[Source data]
►

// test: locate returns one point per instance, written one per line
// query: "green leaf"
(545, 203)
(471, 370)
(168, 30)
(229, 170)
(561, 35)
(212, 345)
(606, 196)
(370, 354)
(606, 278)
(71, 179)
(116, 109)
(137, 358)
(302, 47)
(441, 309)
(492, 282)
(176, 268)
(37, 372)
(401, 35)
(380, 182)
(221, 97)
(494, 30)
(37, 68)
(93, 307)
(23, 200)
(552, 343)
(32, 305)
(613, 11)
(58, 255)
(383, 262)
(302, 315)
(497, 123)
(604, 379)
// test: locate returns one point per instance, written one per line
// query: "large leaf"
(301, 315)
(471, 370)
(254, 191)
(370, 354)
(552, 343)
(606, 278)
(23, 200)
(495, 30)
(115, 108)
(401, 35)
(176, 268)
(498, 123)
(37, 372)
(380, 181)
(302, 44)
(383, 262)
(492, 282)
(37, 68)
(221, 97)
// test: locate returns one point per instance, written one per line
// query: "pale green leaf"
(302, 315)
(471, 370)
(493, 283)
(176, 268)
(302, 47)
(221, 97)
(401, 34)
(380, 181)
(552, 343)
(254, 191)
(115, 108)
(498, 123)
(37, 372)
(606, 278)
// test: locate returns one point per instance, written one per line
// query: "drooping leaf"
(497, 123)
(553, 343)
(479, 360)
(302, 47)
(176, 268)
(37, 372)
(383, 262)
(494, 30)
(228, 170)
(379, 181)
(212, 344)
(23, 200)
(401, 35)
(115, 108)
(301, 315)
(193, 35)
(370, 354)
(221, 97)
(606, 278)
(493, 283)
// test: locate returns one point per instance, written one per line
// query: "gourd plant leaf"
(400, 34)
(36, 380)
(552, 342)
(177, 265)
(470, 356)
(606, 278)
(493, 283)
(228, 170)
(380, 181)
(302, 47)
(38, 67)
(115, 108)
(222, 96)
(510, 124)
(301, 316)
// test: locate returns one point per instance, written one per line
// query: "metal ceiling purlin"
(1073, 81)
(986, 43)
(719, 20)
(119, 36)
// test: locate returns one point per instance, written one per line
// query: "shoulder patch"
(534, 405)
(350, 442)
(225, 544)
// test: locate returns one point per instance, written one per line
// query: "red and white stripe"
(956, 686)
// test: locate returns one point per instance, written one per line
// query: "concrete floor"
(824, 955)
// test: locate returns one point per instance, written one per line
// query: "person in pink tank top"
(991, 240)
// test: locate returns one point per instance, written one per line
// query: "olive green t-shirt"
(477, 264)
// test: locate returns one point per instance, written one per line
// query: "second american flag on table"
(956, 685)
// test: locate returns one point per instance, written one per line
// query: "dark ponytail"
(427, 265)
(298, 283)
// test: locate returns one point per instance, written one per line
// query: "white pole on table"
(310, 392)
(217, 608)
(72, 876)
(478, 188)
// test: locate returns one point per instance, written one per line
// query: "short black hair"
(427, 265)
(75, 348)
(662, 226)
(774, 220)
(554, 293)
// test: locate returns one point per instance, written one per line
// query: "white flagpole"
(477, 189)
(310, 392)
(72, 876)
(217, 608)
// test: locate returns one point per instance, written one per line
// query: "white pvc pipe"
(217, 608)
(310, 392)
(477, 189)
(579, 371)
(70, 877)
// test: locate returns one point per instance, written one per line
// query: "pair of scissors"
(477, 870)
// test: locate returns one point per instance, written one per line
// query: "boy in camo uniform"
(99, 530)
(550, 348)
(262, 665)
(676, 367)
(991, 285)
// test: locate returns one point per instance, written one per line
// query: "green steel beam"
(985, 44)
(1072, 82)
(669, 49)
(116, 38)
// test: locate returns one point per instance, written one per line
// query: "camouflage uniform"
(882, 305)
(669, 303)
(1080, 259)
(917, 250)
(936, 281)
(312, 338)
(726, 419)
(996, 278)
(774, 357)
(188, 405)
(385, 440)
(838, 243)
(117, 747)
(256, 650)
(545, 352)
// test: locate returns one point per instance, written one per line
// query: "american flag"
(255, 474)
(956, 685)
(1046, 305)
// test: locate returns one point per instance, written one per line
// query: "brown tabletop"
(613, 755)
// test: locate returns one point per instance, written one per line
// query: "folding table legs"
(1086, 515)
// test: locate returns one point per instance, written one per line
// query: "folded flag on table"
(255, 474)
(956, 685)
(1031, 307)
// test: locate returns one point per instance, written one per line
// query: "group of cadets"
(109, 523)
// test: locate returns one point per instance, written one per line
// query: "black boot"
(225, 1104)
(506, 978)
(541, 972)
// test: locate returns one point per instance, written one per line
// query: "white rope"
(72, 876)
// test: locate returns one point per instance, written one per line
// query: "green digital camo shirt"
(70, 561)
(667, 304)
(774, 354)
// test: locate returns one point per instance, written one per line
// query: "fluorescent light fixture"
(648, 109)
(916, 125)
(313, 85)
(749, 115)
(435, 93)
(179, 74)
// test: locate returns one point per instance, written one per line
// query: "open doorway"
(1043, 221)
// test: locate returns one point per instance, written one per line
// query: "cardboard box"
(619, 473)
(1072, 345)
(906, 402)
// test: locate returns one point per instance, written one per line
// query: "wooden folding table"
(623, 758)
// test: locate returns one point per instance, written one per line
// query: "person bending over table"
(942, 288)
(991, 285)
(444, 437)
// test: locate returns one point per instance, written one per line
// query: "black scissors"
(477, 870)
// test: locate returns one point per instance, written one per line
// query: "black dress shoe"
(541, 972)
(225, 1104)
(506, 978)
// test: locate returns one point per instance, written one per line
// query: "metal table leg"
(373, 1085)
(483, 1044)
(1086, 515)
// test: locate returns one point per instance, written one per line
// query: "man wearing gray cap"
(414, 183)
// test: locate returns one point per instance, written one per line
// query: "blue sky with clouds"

◄

Every record should be given again exactly.

// test: locate returns one point per instance, written one per line
// query: "green leaf"
(545, 203)
(471, 370)
(168, 30)
(229, 170)
(561, 35)
(212, 345)
(606, 196)
(370, 354)
(606, 278)
(71, 179)
(116, 109)
(137, 358)
(302, 47)
(441, 309)
(492, 282)
(176, 268)
(37, 372)
(401, 35)
(380, 182)
(221, 97)
(494, 30)
(37, 68)
(93, 307)
(23, 200)
(552, 343)
(32, 305)
(613, 11)
(58, 255)
(383, 262)
(302, 315)
(497, 123)
(604, 379)
// test: locate returns one point per instance, written one per line
// query: "large leaf"
(301, 315)
(471, 370)
(254, 191)
(370, 354)
(552, 343)
(606, 278)
(23, 200)
(495, 30)
(115, 108)
(401, 35)
(176, 268)
(498, 123)
(37, 372)
(380, 181)
(302, 44)
(383, 262)
(492, 282)
(37, 68)
(221, 97)
// test: locate returns one point per instance, written one per line
// query: "pale green leaf"
(302, 315)
(471, 370)
(493, 283)
(176, 268)
(302, 47)
(221, 97)
(401, 34)
(380, 181)
(552, 343)
(254, 191)
(115, 108)
(498, 123)
(37, 372)
(606, 278)
// test: locate returns one point per instance, written one per line
// query: "drooping leaf"
(497, 123)
(553, 343)
(479, 360)
(302, 47)
(176, 268)
(37, 372)
(383, 262)
(494, 30)
(228, 170)
(379, 181)
(212, 344)
(23, 200)
(401, 35)
(115, 108)
(301, 315)
(193, 35)
(370, 354)
(221, 97)
(606, 278)
(493, 283)
// test: locate returns one point per instance, written one per line
// query: "gourd plant leaf"
(400, 34)
(36, 380)
(552, 342)
(177, 265)
(470, 356)
(606, 278)
(493, 283)
(228, 170)
(380, 181)
(302, 47)
(38, 67)
(115, 108)
(222, 96)
(510, 124)
(301, 316)
// test: locate returns one point per instance, written one per line
// query: "metal ceiling purlin"
(1073, 81)
(986, 43)
(719, 20)
(119, 36)
// test: locate returns one point per instance, written one per line
// query: "shoulder patch"
(534, 405)
(350, 442)
(225, 544)
// test: locate returns one point per instance, written one per line
// query: "red and white stripe"
(956, 686)
// test: locate returns one point per instance, written one per line
// query: "concrete floor"
(824, 955)
// test: locate returns one point per instance, written one per line
// query: "person in pink tank top"
(991, 240)
// test: locate returns one point per instance, written one per line
// query: "olive green t-shirt"
(477, 264)
// test: locate returns one point per instance, written one per line
// query: "second american flag on table"
(956, 685)
// test: locate returns one point per instance, written one per line
// query: "dark ponytail"
(427, 265)
(298, 283)
// test: locate returns one point per instance, written one per line
// query: "white pole on table"
(310, 392)
(217, 608)
(72, 876)
(478, 188)
// test: locate returns one point per instance, written one per line
// query: "short black hair"
(427, 265)
(75, 348)
(662, 226)
(774, 220)
(554, 293)
// test: locate returns one point per instance, written one per line
// query: "white flagpole"
(477, 189)
(310, 392)
(72, 876)
(217, 608)
// test: locate returns one point per instance, written one per line
// query: "white pvc pipe"
(217, 608)
(310, 392)
(477, 189)
(579, 371)
(70, 877)
// test: locate returns one point per instance, written one per line
// query: "pair of scissors"
(477, 870)
// test: locate returns one point per instance, written one per line
// query: "boy in camo uniform"
(99, 530)
(550, 348)
(262, 665)
(676, 367)
(991, 285)
// test: locate returns one point per instance, written one per line
// query: "green steel beam"
(985, 44)
(1072, 82)
(669, 49)
(116, 38)
// test: locate returns one point per instance, written one per line
// query: "camouflage uniform"
(882, 305)
(669, 303)
(1080, 259)
(917, 250)
(936, 281)
(312, 338)
(726, 419)
(996, 278)
(774, 357)
(188, 405)
(385, 440)
(838, 243)
(117, 747)
(256, 650)
(545, 352)
// test: locate returns one point per instance, written one per line
// query: "american flag"
(255, 474)
(956, 685)
(1046, 305)
// test: locate returns one point per instance, written one per line
// query: "brown tabletop"
(613, 755)
// test: locate returns one point per instance, written one per line
// query: "folding table legs"
(1086, 515)
// test: locate returns one point per instance, written one per line
// query: "folded flag on table"
(255, 474)
(956, 685)
(1031, 307)
// test: locate returns one point per instance, written one per line
// query: "group of cadets"
(109, 523)
// test: locate returns one point per instance, written one per line
// query: "black boot"
(225, 1104)
(506, 978)
(541, 972)
// test: locate returns one point per instance, written one per line
// query: "white rope"
(72, 876)
// test: locate returns one point per instance, written one per line
// query: "green digital camo shirt"
(70, 561)
(667, 304)
(774, 354)
// test: locate returns one point per instance, written one per line
// query: "fluorescent light fixture"
(648, 109)
(916, 125)
(313, 85)
(749, 115)
(435, 93)
(179, 74)
// test: locate returns one point per instance, written one per line
// query: "open doorway"
(1043, 221)
// test: locate returns one point per instance, written one per line
// query: "cardboard box"
(619, 473)
(1072, 345)
(906, 402)
// test: locate returns one point per instance, written one per line
// query: "wooden folding table"
(623, 758)
// test: locate returns one point per instance, written one per line
// query: "person bending over table"
(942, 288)
(991, 285)
(444, 437)
// test: locate returns one point per instance, written one per line
// query: "black scissors"
(477, 870)
// test: locate returns one point per instance, written one per line
// query: "black dress shoe"
(541, 972)
(225, 1104)
(506, 978)
// test: locate returns one point per instance, written one per line
// query: "metal table leg"
(373, 1085)
(483, 1044)
(1086, 515)
// test: locate returns one point per instance, written one per line
// query: "man wearing gray cap"
(414, 183)
// test: locate returns one point per instance, written one per line
// query: "blue sky with clouds"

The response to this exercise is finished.